Live Blogging the Tax Summit- Brian Gottlob

Brian Gottlob- Principal of PoliCon Research, and Senior Fellow of the Friedman Foundation for Education Choice

Gottlob is focusing on expenditure trends in New Hampshire state government. He says since ideal tax structures has competing goals, lawmakers have to chose one or two priorities to make sure any of them are achieved.

Gottlob says that New Hampshire's relative success stems from having a low overall tax burden in a region with high tax burdens. This makes New Hampshire a magnet for high skilled, well educated households.

He says generally, New Hampshire governmetn has spent money where it needs to, rather than on everything which it wants to fund. He notices less poltical balance and less willingness to compromise, which could lead to a larger crisis.

Gottlob says New Hampshire has become a haven for the middle class, with no more high income households than the national average, but a much higher percentage in the middle. He posts a chart showing New Hampshire's relatively lower tax burden compared to Vermont and Massachusetts across the income spectrum. That means both low and high income earners enjoy a favorable advantage. In dollar terms, a two-wage earner family taking home $88,000 saves between $3,1000 and $4,800 compared to competing states.

Listed records:
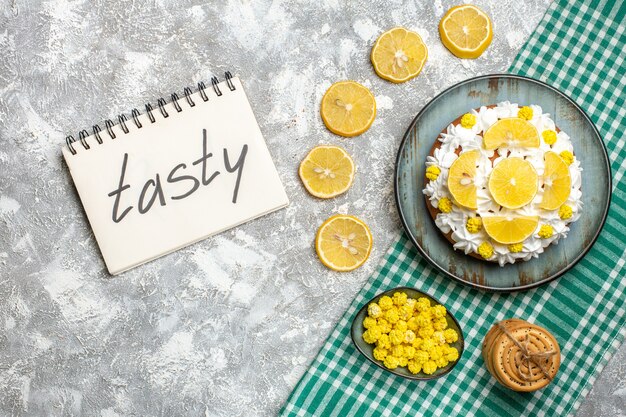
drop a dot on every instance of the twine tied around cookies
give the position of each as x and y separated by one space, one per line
529 356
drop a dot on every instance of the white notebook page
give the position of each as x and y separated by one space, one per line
185 177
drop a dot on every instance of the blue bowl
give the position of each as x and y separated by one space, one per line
357 330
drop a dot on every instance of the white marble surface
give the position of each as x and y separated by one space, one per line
225 327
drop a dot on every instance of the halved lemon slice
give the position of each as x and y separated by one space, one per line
461 179
327 171
557 182
343 242
466 31
348 108
511 132
507 230
399 55
513 182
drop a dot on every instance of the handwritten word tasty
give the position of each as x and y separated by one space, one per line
153 188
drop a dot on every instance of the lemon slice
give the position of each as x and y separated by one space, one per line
466 31
507 230
511 132
399 55
557 182
461 179
513 183
348 108
327 171
343 242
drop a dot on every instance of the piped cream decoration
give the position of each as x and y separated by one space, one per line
467 139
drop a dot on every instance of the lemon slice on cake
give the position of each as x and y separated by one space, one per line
511 132
461 179
327 171
557 182
513 183
348 108
509 230
343 242
399 55
466 31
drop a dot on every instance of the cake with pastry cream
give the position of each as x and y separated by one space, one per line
503 183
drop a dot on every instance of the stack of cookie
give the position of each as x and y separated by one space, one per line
520 355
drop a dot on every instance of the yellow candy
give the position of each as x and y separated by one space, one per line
401 326
372 335
567 156
392 324
432 172
391 362
422 304
442 362
549 137
384 325
392 316
409 352
429 367
405 312
452 354
445 205
414 367
397 351
423 320
485 250
451 335
417 343
474 224
440 324
374 310
368 338
427 345
399 298
425 332
421 356
545 231
396 337
380 353
435 353
369 322
565 212
468 120
438 311
439 337
383 342
525 113
385 302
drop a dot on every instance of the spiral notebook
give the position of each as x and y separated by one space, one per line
177 173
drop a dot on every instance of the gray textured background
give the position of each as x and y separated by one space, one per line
225 327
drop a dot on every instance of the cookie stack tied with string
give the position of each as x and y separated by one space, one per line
521 356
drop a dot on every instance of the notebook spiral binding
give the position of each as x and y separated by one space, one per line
122 120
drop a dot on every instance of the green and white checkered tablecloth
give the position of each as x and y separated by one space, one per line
579 48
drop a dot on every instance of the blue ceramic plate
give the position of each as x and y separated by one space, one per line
356 332
409 182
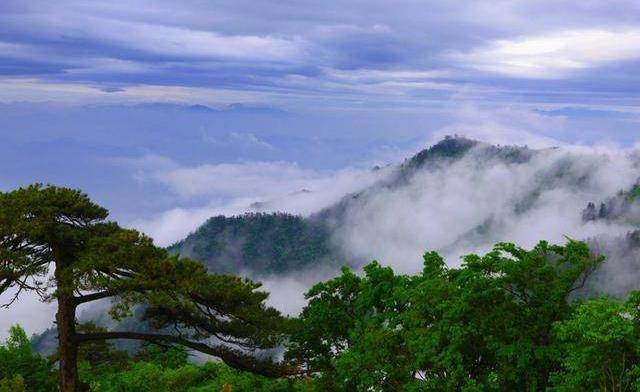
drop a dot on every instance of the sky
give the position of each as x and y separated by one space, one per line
167 112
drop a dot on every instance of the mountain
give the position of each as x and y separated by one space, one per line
265 243
458 196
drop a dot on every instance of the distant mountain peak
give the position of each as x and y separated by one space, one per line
451 147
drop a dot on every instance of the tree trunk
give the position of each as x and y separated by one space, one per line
66 320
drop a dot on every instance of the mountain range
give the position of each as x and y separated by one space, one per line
457 196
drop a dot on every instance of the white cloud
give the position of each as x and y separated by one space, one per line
554 55
442 209
232 189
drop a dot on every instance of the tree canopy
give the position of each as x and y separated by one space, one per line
57 243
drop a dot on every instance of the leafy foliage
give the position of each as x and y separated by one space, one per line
46 226
487 325
21 368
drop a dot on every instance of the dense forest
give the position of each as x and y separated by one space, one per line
194 317
511 319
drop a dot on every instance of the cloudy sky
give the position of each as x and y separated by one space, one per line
169 107
168 112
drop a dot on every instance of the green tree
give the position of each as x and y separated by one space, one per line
601 346
487 325
21 368
47 229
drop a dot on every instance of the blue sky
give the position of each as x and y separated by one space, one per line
117 97
168 112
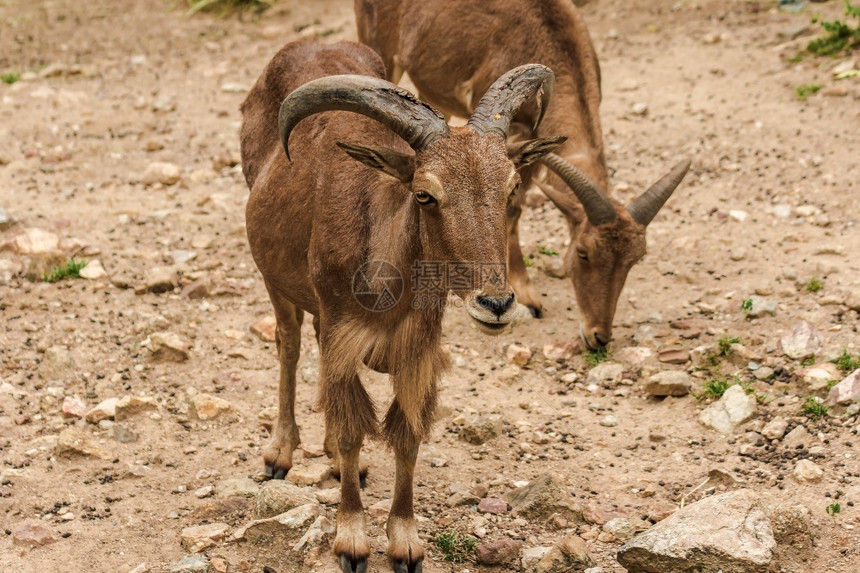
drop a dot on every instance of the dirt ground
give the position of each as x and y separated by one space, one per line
772 201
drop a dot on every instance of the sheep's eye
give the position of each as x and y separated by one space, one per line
424 198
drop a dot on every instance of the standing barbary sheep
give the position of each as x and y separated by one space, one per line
453 49
335 231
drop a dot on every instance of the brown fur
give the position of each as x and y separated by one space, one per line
453 49
314 221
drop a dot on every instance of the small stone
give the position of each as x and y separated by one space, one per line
775 429
32 533
129 406
237 487
480 429
74 442
760 307
732 409
161 172
803 341
278 496
847 391
199 537
493 505
104 410
93 271
57 364
191 564
669 383
674 355
74 407
807 471
605 373
123 434
498 552
208 407
818 376
518 355
168 347
160 280
561 351
264 329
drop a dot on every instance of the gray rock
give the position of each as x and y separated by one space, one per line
669 383
278 496
609 373
847 391
803 341
191 564
479 429
775 429
732 409
57 364
542 497
570 555
760 307
729 533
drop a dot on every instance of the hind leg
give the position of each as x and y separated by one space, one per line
278 454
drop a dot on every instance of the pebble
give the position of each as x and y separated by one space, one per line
168 347
208 407
161 172
807 471
498 552
732 409
311 474
801 342
493 505
32 533
847 391
518 355
265 328
669 383
199 537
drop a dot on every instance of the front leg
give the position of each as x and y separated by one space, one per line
517 275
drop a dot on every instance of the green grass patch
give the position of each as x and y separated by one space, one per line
846 363
10 77
839 36
814 409
454 546
72 270
595 357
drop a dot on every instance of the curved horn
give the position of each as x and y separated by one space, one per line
598 207
507 94
403 113
645 207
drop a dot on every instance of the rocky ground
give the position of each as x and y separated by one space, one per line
134 402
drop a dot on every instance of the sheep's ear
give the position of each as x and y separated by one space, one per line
399 165
526 152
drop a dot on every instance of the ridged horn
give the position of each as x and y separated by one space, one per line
598 207
413 120
645 207
507 95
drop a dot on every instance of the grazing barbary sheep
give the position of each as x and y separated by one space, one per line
367 198
453 49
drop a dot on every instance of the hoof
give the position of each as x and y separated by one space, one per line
536 312
402 566
349 565
274 471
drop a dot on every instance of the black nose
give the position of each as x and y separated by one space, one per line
496 305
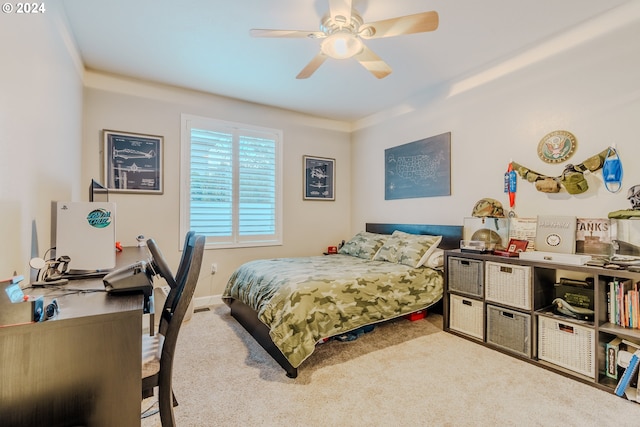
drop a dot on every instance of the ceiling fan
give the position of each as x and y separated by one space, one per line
343 31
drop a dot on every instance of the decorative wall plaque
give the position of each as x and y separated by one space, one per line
557 146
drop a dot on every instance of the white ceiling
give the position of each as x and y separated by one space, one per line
205 45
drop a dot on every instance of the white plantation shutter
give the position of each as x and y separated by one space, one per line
233 192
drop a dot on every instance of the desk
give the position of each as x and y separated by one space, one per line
82 367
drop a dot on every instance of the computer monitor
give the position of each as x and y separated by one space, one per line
97 192
85 232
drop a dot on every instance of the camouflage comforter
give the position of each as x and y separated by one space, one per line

Exercises:
[a] In the live blog post on Brian Gottlob's tax summit talk, what does Gottlob say New Hampshire's relative success stems from?
[b] From the live blog post on Brian Gottlob's tax summit talk, copy the passage between "Live Blogging the" and "well educated households.", inclusive.
[c] Continue the live blog post on Brian Gottlob's tax summit talk, starting right after its last sentence.

Answers:
[a] Its low overall tax burden in a region with high tax burdens.

[b]
Live Blogging the Tax Summit- Brian Gottlob

Brian Gottlob- Principal of PoliCon Research, and Senior Fellow of the Friedman Foundation for Education Choice

Gottlob is focusing on expenditure trends in New Hampshire state government. He says since ideal tax structures has competing goals, lawmakers have to chose one or two priorities to make sure any of them are achieved.

Gottlob says that New Hampshire's relative success stems from having a low overall tax burden in a region with high tax burdens. This makes New Hampshire a magnet for high skilled, well educated households.

[c]
On migration, Gottlob says New Hampshire loses population to the South and Southwest, but draws new residents from other Northeastern states.

Gottlob says almost every state has a deficit or budget gap, but that states like New Hampshire which have limited spending have the smaller per capita deficit. This is despite having one of the highest drops in revenues in the nation.

Gottlob's thesis is that "New Hampshire taxpayers will not be willing to accept much higher levels of taxation relative to income than they have in the past, and this means the state is on an unsustainable fiscal path."

Gottlob's tracks the "dependency rate" of the population, which includes young children requiring lots of schooling, and seniors receiving Medicare and other services. He says New Hampshire has a lower dependency ratio than the national average, but that will increase faster over the next decade. He also forecasts that with no change in current trends, Medicare vendor payments would consume the entire General Fund by 2025. Meanwhile, school enrollment has fallen, but public school employment has increased.

He says that even as New Hampshire's population increases, the working age population will level off at 900,000 within a decade. This means the percentage of workers at their peak earning levels, and at their peak as taxpayers, will fall relative to the rest of the popultion.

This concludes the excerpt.